Reproduce every line of the material below, switching "pointer" to "cursor" and changing nothing else. Omit the pictures from your answer.

___ Available data

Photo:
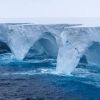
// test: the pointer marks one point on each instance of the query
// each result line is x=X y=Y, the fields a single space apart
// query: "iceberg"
x=66 y=43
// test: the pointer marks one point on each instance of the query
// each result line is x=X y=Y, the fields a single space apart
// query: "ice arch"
x=74 y=42
x=45 y=44
x=4 y=48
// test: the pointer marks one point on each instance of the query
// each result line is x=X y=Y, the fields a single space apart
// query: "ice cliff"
x=67 y=43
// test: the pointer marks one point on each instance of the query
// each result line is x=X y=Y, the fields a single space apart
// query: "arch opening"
x=4 y=48
x=92 y=54
x=45 y=47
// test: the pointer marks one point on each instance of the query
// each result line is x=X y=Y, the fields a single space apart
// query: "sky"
x=54 y=10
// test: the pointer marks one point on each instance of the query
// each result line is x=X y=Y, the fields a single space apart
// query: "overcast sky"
x=55 y=9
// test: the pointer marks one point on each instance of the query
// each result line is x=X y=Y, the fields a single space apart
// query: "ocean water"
x=35 y=78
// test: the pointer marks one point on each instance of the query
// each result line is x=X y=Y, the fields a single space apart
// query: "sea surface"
x=37 y=79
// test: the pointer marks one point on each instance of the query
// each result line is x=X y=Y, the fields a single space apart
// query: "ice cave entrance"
x=45 y=46
x=4 y=48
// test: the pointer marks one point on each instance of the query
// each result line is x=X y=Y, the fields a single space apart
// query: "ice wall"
x=69 y=44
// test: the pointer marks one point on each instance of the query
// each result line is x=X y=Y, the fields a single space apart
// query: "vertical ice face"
x=21 y=38
x=74 y=42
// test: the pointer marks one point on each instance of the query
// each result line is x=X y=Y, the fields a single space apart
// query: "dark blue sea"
x=35 y=78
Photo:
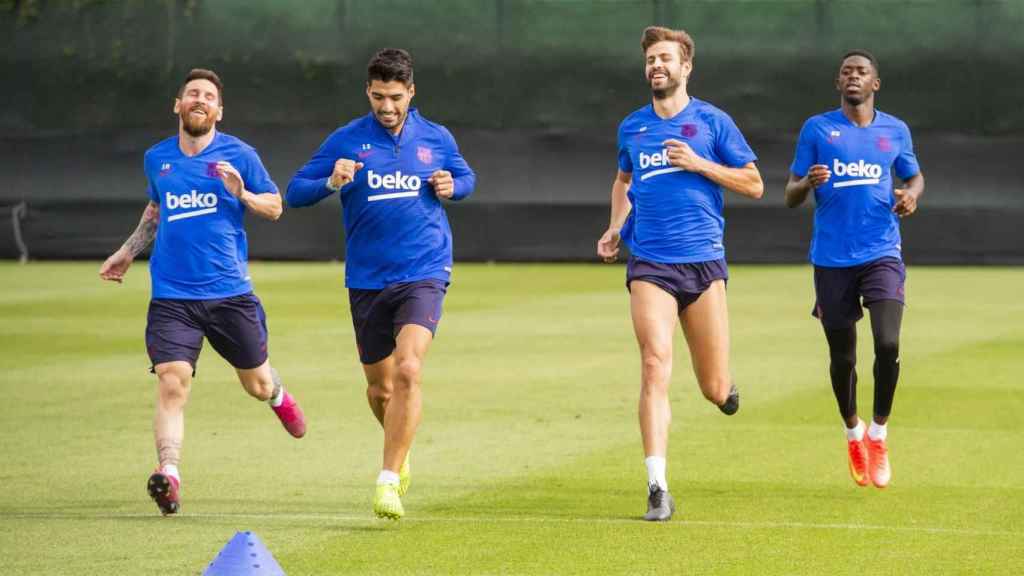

______

Exercise solution:
Photo:
// test: the cursor marks one point on each instance of the query
// each result line is x=X y=Y, the fields a single space apart
// query: "iceberg"
x=66 y=43
// test: the cursor marks one point on each instance of the query
// each result line is x=X y=Y, the fields a single space apart
// query: "ice arch"
x=74 y=42
x=45 y=44
x=4 y=48
// test: the cursor marks one point on each instance of the query
// each result line is x=X y=Y, the fields a single space apart
// query: "ice cliff"
x=67 y=43
// test: the cursor marks one point on each instance of the query
// each result line is x=X y=Y, the fields a single space apart
// query: "arch opening"
x=4 y=48
x=92 y=54
x=45 y=47
// test: the cursor marks one point on each instance of the query
// each result line is x=X y=Y, the fields a single space apart
// query: "sky"
x=54 y=10
// test: the cursor marks one point on each instance of the query
// each result line is x=X y=Y, the fields a single space apart
// query: "overcast sky"
x=55 y=9
// test: the cursor marks one point on each instance of the query
// each result line is x=X y=Y, the fields a single space apart
// query: "ocean water"
x=35 y=78
// test: the cursor marks one point on each instance of the query
// each result line is x=X y=Y, the fields a single space apart
// query: "sea surface"
x=37 y=79
// test: the cursor marks one point on each instance of the query
// each result line is x=X y=Y, the fields a single space apart
// query: "ice cave entrance"
x=45 y=46
x=4 y=48
// test: the cursor marks one point on each instance of the query
// each result line is x=X y=Y, the fields a single space apart
// query: "ice wall"
x=69 y=44
// test: the cursor marks one point on each instance of the query
// each result line is x=X y=Y, the fields a single space apart
// query: "vertical ice face"
x=21 y=38
x=74 y=42
// test: the cursor marks one point on each instance of the query
// each result line is x=X y=Y, the fields a single space apart
// query: "dark blue sea"
x=35 y=78
Photo:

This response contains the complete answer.